> _Extracted text_:
■ ■ ■ ■ ■

Only marginally related: If you ever have a chance to go to one of the LIGO
[1] sites (Laser Interferometer Gravitational-wave Observatory), do go take a
tour! I've been to the one in Livingston, Louisiana [2], and it is simply
amazing. The technology used and the science involved is very interesting.
It's also kid-friendly!

[1] [http://www.ligo.caltech.edu/](http://www.ligo.caltech.edu/) [2]
[http://www.ligo-la.caltech.edu/](http://www.ligo-la.caltech.edu/)

------
mijoharas
It's been a while since my physics degree but aren't the "cosmological
constant problem" and the "vacuum catastrophe" two different phrasings for the
same problem? reading through to the linked pages doesn't help me in
understanding what the difference between the two is (or if there is any).

------
lkbm
> The beauty and clearness of the dynamical theory, which asserts heat and
> light to be modes of motion, is at present obscured by two clouds.

Lord Kelvin's two clouds led us to relativity and quantum mechanics.

------
spanko_at_large
"Whats a Z job?" "If you have to ask you can't afford it" -Beerfest

"What are some unsolved physics problems?" "If you have to ask you can't solve
them" -spanko

------
calebm
I want a room-temperature superconductor!

■ ■ ■ ■ ■

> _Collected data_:
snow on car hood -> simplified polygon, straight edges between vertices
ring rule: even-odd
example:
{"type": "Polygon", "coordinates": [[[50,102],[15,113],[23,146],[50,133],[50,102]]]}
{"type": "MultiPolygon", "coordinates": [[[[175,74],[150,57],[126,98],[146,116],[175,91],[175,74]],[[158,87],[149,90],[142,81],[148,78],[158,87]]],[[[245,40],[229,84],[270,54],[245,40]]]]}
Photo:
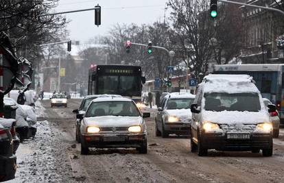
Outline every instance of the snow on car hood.
{"type": "Polygon", "coordinates": [[[88,125],[99,127],[129,127],[142,123],[141,117],[104,116],[86,117],[84,120],[88,125]]]}
{"type": "Polygon", "coordinates": [[[167,110],[167,113],[170,116],[176,116],[181,121],[187,121],[191,119],[191,112],[190,109],[171,109],[167,110]]]}
{"type": "Polygon", "coordinates": [[[16,119],[14,119],[0,118],[0,125],[4,127],[10,127],[15,121],[16,119]]]}
{"type": "Polygon", "coordinates": [[[265,111],[221,111],[203,110],[202,121],[210,121],[218,124],[257,124],[270,121],[268,113],[265,111]]]}

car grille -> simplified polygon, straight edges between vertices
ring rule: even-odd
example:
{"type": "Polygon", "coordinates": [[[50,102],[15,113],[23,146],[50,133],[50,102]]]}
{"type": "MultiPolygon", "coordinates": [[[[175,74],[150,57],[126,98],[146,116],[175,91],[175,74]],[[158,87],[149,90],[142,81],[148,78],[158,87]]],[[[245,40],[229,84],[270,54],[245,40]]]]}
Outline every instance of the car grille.
{"type": "Polygon", "coordinates": [[[220,125],[220,128],[225,132],[252,132],[255,131],[256,125],[220,125]]]}
{"type": "MultiPolygon", "coordinates": [[[[116,132],[117,131],[128,131],[128,127],[115,127],[116,129],[116,132]]],[[[113,131],[113,127],[100,127],[101,131],[113,131]]]]}

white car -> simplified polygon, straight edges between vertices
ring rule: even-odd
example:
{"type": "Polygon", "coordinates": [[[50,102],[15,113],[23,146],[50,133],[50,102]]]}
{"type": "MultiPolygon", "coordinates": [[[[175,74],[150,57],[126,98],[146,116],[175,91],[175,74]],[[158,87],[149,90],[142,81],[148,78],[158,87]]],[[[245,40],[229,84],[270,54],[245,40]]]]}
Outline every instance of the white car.
{"type": "MultiPolygon", "coordinates": [[[[269,99],[263,98],[264,104],[268,110],[268,104],[274,105],[269,99]]],[[[279,136],[279,126],[280,126],[280,119],[279,112],[274,111],[270,112],[271,121],[273,125],[273,137],[278,138],[279,136]]]]}
{"type": "Polygon", "coordinates": [[[51,108],[54,106],[67,107],[67,99],[64,94],[54,94],[50,102],[51,108]]]}
{"type": "Polygon", "coordinates": [[[147,130],[143,115],[130,99],[123,97],[99,97],[92,101],[82,119],[81,154],[88,154],[88,147],[135,147],[147,153],[147,130]]]}
{"type": "Polygon", "coordinates": [[[158,108],[156,116],[156,136],[167,137],[169,134],[190,134],[191,112],[190,106],[196,95],[172,93],[166,95],[158,108]]]}

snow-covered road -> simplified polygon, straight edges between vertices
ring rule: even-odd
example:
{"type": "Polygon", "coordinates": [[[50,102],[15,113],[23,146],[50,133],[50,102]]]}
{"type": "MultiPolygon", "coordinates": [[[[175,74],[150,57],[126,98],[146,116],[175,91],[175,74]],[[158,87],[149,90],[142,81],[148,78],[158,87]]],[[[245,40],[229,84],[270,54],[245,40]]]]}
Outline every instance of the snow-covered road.
{"type": "Polygon", "coordinates": [[[283,129],[272,157],[217,151],[199,157],[190,152],[189,138],[156,137],[152,117],[146,121],[147,154],[97,149],[82,156],[71,113],[79,103],[71,100],[69,108],[51,108],[43,101],[38,134],[20,145],[16,178],[8,182],[284,182],[283,129]]]}

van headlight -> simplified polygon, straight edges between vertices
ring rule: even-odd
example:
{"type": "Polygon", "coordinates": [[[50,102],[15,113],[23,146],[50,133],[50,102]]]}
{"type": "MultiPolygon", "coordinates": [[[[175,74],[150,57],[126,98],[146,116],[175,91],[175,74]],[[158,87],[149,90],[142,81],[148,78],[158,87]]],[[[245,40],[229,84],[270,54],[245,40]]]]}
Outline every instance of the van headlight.
{"type": "Polygon", "coordinates": [[[167,119],[167,121],[169,121],[169,123],[177,122],[178,121],[180,121],[178,117],[174,116],[169,116],[167,119]]]}
{"type": "Polygon", "coordinates": [[[95,127],[95,126],[89,126],[87,127],[87,132],[88,133],[91,133],[91,134],[93,134],[93,133],[97,133],[99,132],[99,131],[101,131],[101,130],[99,129],[99,127],[95,127]]]}
{"type": "Polygon", "coordinates": [[[141,126],[137,125],[137,126],[130,126],[128,127],[128,131],[130,132],[141,132],[142,131],[142,128],[141,126]]]}
{"type": "Polygon", "coordinates": [[[273,126],[271,123],[263,123],[257,124],[257,129],[267,132],[270,132],[273,130],[273,126]]]}
{"type": "Polygon", "coordinates": [[[211,132],[220,129],[217,124],[213,123],[211,122],[206,122],[204,123],[202,125],[202,128],[205,130],[205,132],[211,132]]]}

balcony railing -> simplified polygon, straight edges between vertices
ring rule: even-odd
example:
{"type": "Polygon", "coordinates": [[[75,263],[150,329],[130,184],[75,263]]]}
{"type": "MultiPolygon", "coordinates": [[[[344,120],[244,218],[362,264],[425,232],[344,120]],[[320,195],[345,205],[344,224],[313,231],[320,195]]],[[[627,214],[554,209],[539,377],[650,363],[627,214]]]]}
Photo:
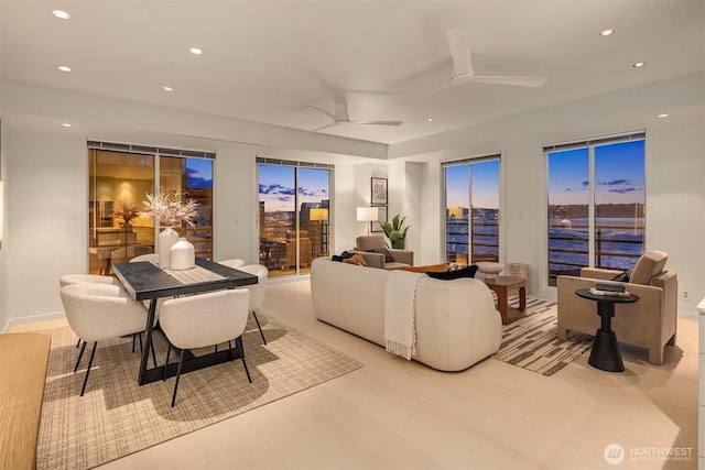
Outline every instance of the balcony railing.
{"type": "MultiPolygon", "coordinates": [[[[595,267],[628,270],[643,253],[642,225],[600,225],[595,229],[595,267]]],[[[558,275],[581,275],[589,265],[588,226],[551,226],[549,230],[549,285],[558,275]]]]}

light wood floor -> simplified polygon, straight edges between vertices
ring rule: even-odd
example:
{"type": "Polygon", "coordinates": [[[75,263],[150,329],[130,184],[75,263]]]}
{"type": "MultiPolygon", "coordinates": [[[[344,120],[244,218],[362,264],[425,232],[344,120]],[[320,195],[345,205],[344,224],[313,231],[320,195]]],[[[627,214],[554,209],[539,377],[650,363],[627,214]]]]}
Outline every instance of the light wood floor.
{"type": "MultiPolygon", "coordinates": [[[[314,318],[307,282],[265,307],[365,367],[101,469],[694,469],[697,324],[679,320],[663,367],[622,347],[627,370],[583,357],[546,378],[487,359],[434,371],[314,318]],[[605,448],[626,451],[608,464],[605,448]],[[685,460],[665,460],[679,448],[685,460]]],[[[237,393],[237,390],[234,390],[237,393]]]]}

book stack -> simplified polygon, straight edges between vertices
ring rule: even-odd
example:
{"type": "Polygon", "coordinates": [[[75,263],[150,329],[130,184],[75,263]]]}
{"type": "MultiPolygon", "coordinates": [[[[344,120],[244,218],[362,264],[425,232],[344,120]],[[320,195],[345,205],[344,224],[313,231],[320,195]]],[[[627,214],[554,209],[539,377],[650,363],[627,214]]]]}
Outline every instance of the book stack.
{"type": "Polygon", "coordinates": [[[595,287],[590,287],[590,294],[608,297],[629,297],[630,295],[623,284],[615,282],[598,282],[595,287]]]}

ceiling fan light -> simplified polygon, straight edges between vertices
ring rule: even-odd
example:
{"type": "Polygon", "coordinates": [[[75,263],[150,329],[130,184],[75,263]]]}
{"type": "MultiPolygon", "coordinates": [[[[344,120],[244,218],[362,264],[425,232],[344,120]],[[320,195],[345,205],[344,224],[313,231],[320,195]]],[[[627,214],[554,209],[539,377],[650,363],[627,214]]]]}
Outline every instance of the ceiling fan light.
{"type": "Polygon", "coordinates": [[[70,14],[68,14],[64,10],[54,10],[54,11],[52,11],[52,14],[54,17],[56,17],[56,18],[62,19],[62,20],[68,20],[70,18],[70,14]]]}

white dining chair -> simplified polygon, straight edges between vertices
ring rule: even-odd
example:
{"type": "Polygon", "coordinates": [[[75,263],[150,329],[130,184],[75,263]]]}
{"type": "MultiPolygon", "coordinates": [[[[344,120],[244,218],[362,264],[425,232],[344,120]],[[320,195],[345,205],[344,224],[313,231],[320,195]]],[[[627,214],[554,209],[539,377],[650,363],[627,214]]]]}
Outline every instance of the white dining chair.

■ ■ ■ ■ ■

> _Your assignment_: Copy the passage of the forum thread starting with "Only marginally related: If" and going on through "is very interesting.".

> _Task result_:
Only marginally related: If you ever have a chance to go to one of the LIGO
[1] sites (Laser Interferometer Gravitational-wave Observatory), do go take a
tour! I've been to the one in Livingston, Louisiana [2], and it is simply
amazing. The technology used and the science involved is very interesting.